▶ [Task item]:
The records that follow are to be given again exactly, with their pictures omitted.

'''

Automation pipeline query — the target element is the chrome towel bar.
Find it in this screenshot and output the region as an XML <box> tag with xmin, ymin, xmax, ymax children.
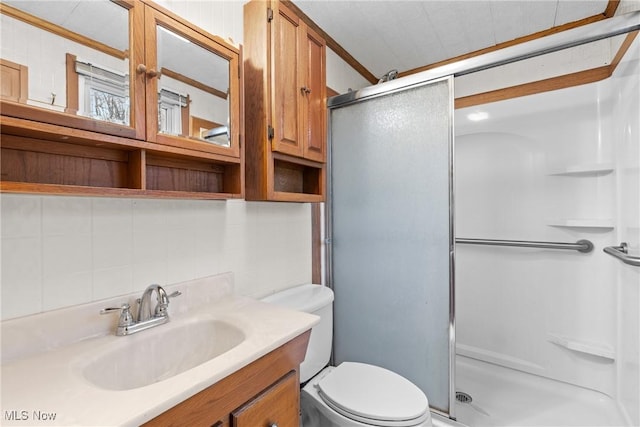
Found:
<box><xmin>455</xmin><ymin>238</ymin><xmax>594</xmax><ymax>253</ymax></box>
<box><xmin>603</xmin><ymin>243</ymin><xmax>640</xmax><ymax>267</ymax></box>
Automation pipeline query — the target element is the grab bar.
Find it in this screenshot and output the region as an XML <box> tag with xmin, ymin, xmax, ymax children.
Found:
<box><xmin>603</xmin><ymin>242</ymin><xmax>640</xmax><ymax>267</ymax></box>
<box><xmin>455</xmin><ymin>238</ymin><xmax>594</xmax><ymax>253</ymax></box>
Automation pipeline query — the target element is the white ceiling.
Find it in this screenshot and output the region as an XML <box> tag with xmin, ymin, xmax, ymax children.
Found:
<box><xmin>294</xmin><ymin>0</ymin><xmax>611</xmax><ymax>80</ymax></box>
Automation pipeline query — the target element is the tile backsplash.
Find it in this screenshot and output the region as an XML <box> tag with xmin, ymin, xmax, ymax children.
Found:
<box><xmin>1</xmin><ymin>195</ymin><xmax>312</xmax><ymax>320</ymax></box>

'''

▶ [Response for this exercise]:
Automation pipeline query — the target element is the chrome towel bar.
Find it in this screenshot and output the region as an XML <box> tag with xmin, ymin, xmax, ymax children.
Found:
<box><xmin>455</xmin><ymin>238</ymin><xmax>594</xmax><ymax>253</ymax></box>
<box><xmin>603</xmin><ymin>243</ymin><xmax>640</xmax><ymax>267</ymax></box>
Automation pipeline query — the target element is the grab bar.
Find it in this screenshot and output the region as an XML <box> tag with xmin, ymin, xmax, ymax children.
Found:
<box><xmin>603</xmin><ymin>242</ymin><xmax>640</xmax><ymax>267</ymax></box>
<box><xmin>455</xmin><ymin>238</ymin><xmax>594</xmax><ymax>253</ymax></box>
Automation pipeline query — the target element is the white ceiling.
Find it in this screenshot and output the region as an XML <box> tag with xmin, ymin, xmax, ymax children.
Found:
<box><xmin>294</xmin><ymin>0</ymin><xmax>611</xmax><ymax>80</ymax></box>
Automation pipeline query — the target element is the tile backsplash.
Find it in this screenshot and output the region as an XML <box> tag with xmin, ymin, xmax, ymax children.
Found:
<box><xmin>1</xmin><ymin>195</ymin><xmax>312</xmax><ymax>320</ymax></box>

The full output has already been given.